### EXERCISE
Locate every line in the listing below that contains the word "black" and copy each of those lines out in full.

### RECORD EXCERPTS
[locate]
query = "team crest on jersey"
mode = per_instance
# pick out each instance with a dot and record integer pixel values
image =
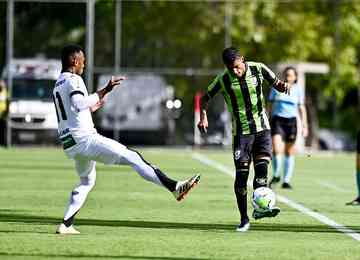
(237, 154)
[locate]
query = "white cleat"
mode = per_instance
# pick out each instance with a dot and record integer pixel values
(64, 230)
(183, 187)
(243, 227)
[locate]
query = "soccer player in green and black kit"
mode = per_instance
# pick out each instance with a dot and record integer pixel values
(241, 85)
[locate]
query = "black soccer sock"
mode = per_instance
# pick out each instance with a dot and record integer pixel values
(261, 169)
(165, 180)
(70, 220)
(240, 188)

--

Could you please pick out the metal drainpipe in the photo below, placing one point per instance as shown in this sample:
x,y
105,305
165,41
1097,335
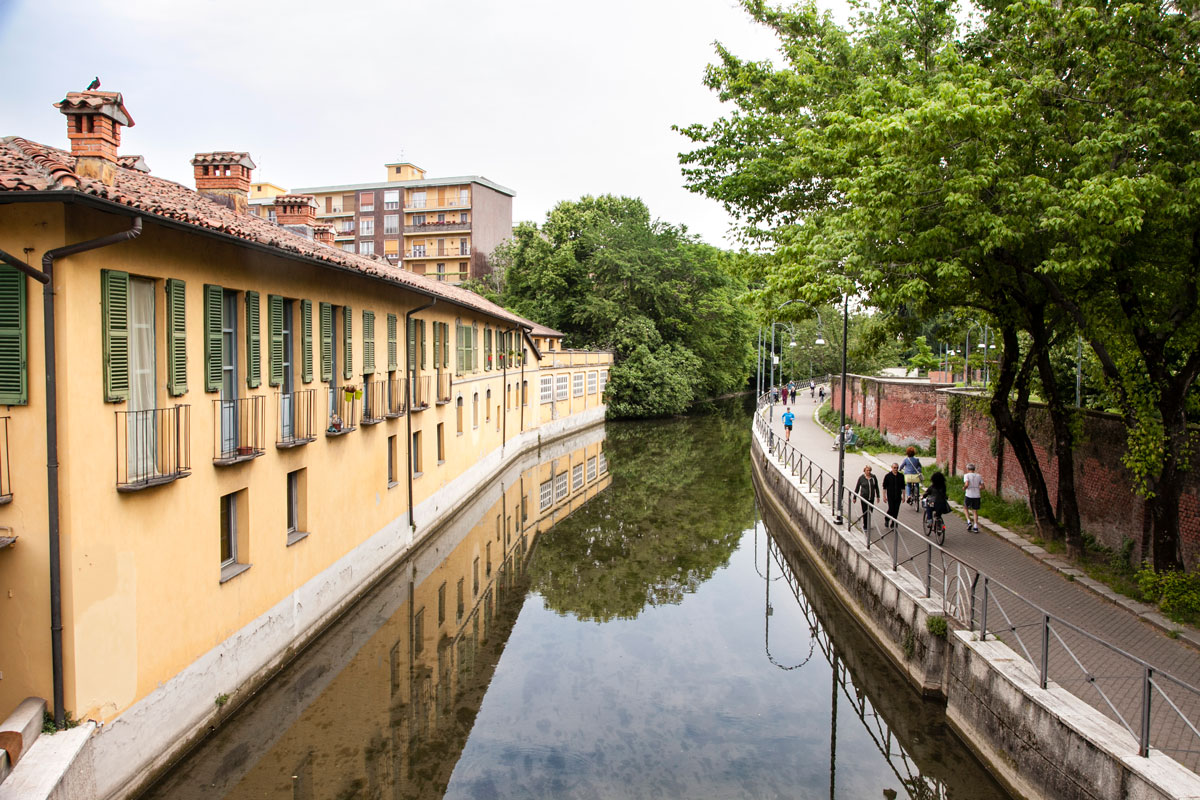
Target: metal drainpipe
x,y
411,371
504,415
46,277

### CORRECT OUTPUT
query = "soccer player in green and black kit"
query = "black soccer sock"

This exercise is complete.